Excerpt.
HD 10, AC 2, #ATT 3 DMG Special/1d6+3/1d6+3 Move 180 ML 7
*The hyena's bite attack does 1d6 damage as she hoists her victim off the ground; in the next round she swallows him or her whole. Victims can be cut from her belly if she is killed but they will die within 3 rounds of swallowing.
*The hyena can suck the colour out of the sky, turning it permanently grey and rendering the sun a mere plain white orb for a radius of one mile. She can do this once a day. In colourless zones the plants gradually die and nothing will grow. If she is killed the colours of the sky can be removed from her belly and used by an elven weaver to create material for a dozen robes or other garments worth 1,000 gp each.
*She trails saliva everywhere and can be tracked without requiring any sort of dice roll.
*She is accompanied everywhere by a dozen slave males (2 HD, AC 6, #ATT 1, DMG 1d6, Move 180, ML 7).

Friday 20 October 2017

The Back of the Garuda: Or, Yet Another High Concept Campaign Setting

The last thing I need to do is come with another high concept campaign setting (I already have the dreams of a sleeping crocodile to finish off, and then the megadungeon inside a giant tree...), but what the heck, why not jot this down while it's fresh on my mind?

Have a read of the wikipedia entry for Garuda, the mythical gigantic bird-gods of Asian legend. Check out this paragraph:

Garudas are the great golden-winged Peng birds. They also have the ability to grow large or small, and to appear and disappear at will. Their wingspan is 330 yojanas (one yojana being 8 miles long). With one flap of its wings, a Peng bird dries up the waters of the sea so that it can gobble up all the exposed dragons. With another flap of its wings, it can level the mountains by moving them into the ocean.

A bird with a wingspan of 2640 miles. I can only speculate on how big that would make a feather, but think about what kind of societies might exist buried down beneath the plumage in what would presumably be near-darkness. Underdark creatures burrowing through the skin. Cities built into the hollow spaces within the feathers (living on the brink of potential apocalypse when a feather comes loose or the bird gets too vigorous with its preening). Blood farmed (mined?) for food or other purposes. Constant efforts to overcome radical shifts in the direction of gravity as the bird alternates between flying and perching upright. Legends of the great open space above, which can only be seen by climbing far, far upwards beyond anybody's wildest imagining...

Maybe I ought to stop reading wikipedia entries.

Raw data.
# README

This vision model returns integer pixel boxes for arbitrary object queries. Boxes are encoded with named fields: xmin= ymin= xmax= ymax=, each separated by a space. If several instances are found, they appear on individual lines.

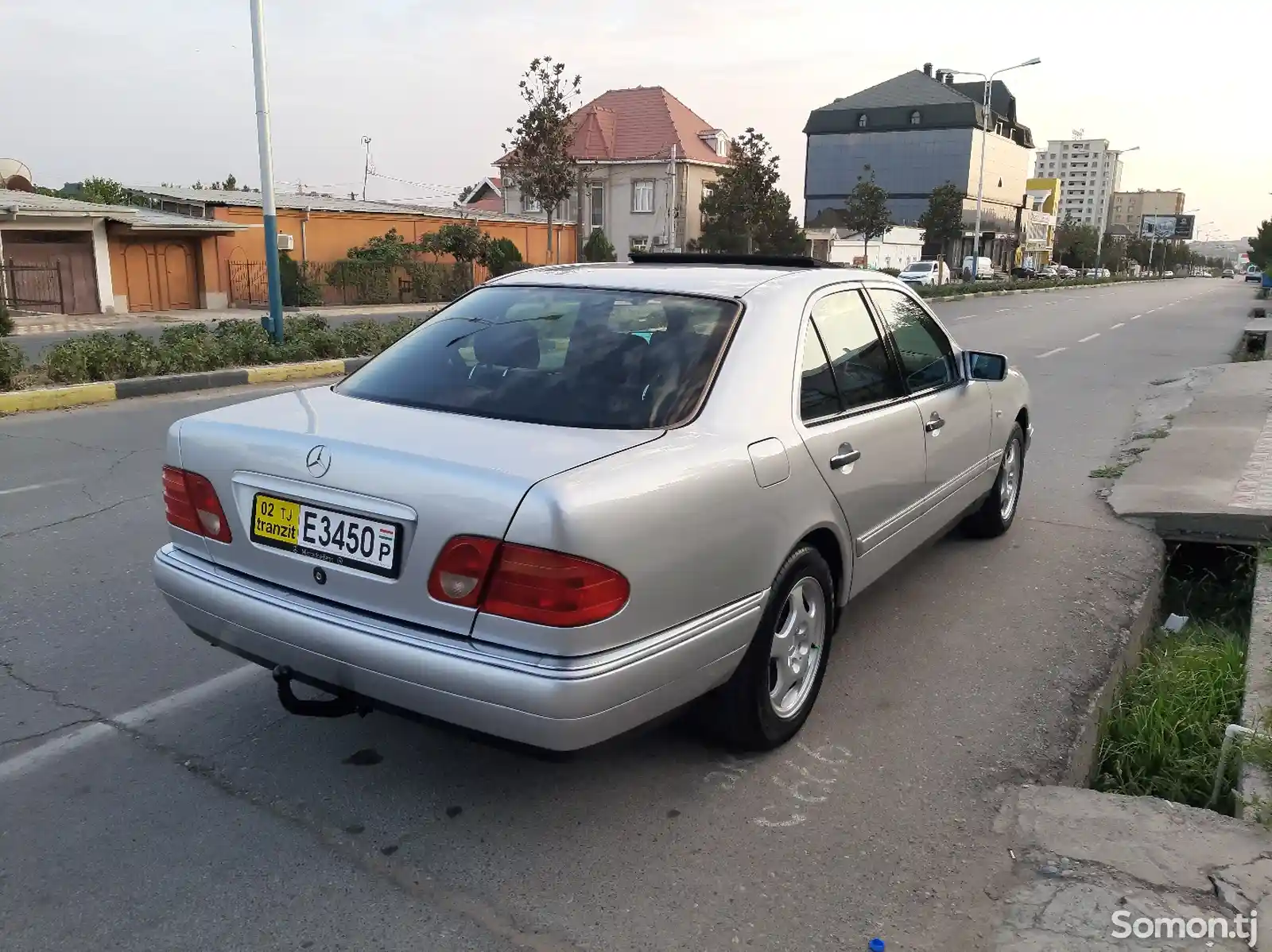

Problem set.
- 1) Answer these from the blog post:
(a) How often can the hyena suck the color out of the sky?
(b) How many miles long is one yojana?
(c) What wingspan in miles does the author give for the bird?
- 2) Say whether each statement agrees with the blog post, and quote the words that decide it.
(a) Victims cut from the hyena's belly after she is killed will survive.
(b) The hyena goes everywhere with a dozen slave males.
(c) Garudas can appear and disappear at will.
- 3) Carry on the blog post from its last sentence.
The material has no connection to the blog post.

Outputs in order.
- 1)
(a) Once a day.
(b) 8 miles.
(c) 2640 miles.

- 2)
(a) No: "they will die within 3 rounds of swallowing."
(b) Yes: "She is accompanied everywhere by a dozen slave males"
(c) Yes: "to appear and disappear at will"

- 3)
Thursday 19 October 2017

If You Go Down to the Woods Today...



Whether the jungles of South East Asia, the taiga of Siberia, or the ancient mixed woodlands of Europe, forests fascinate me. I like being in them and I like thinking about them: to be in a forest is to be completely surrounded in a gaia-like ecosystem, made all the more interesting because it obscures your vision and plays tricks with sound. This means that exploring a forest is a bit like exploring an overland dungeon - you never know what is around the next corner.

There is also some sort of primitive fear - the fear of a Savannah-dwelling early human/primate - of those dark, closed-off, cool spaces. To stand in an open space looking at a wood is like standing at the threshold of another, different world. A world where you don't belong. A wild place.

Bill Bryson described being in a forest nicely in A Walk in the Woods:

Woods are not like other spaces. To begin with, they are cubic. Their trees surround you, loom over you, press in from all sides. Woods choke off views and leave you muddled and without bearings. They make you feel small and confused and vulnerable, like a small child lost in a crowd of strange legs. Stand in a desert or prairie and you know you are in a big space. Stand in the woods and you only sense it. They are vast, featureless nowheres. And they are alive.

But there are difficulties running games in forests realistically, by which I mean, without just being yet another bunch of adventure locales except featuring treants, dryads and wood elves rather than derro and drow and whatnot. Taking advantage of, and emphasising, the uniqueness of the forest as an environment. I think there are chiefly three sets of problems.

1) First, as Bryson also puts it, when describing the experience of actually walking through a forest for day after day:

There is no point in hurrying because you are not actually going anywhere. However far or long you plod, you are always in the same place: in the woods. It’s where you were yesterday, where you will be tomorrow. The woods is one boundless singularity. Every bend in the path presents a prospect indistinguishable from every other, every glimpse into the trees the same tangled mass. For all you know, your route could describe a very large, pointless circle. In a way, it would hardly matter.  
At times, you become almost certain that you slabbed this hillside three days ago, crossed this stream yesterday, clambered over this fallen tree at least twice today already. But most of the time you don’t think. No point. Instead, you exist in a kind of mobile Zen mode, your brain like a balloon tethered with string, accompanying but not actually part of the body below. Walking for hours and miles becomes as automatic, as unremarkable, as breathing. At the end of the day you don’t think, “Hey, I did sixteen miles today,” any more than you think, “Hey, I took eight-thousand breaths today.” It’s just what you do.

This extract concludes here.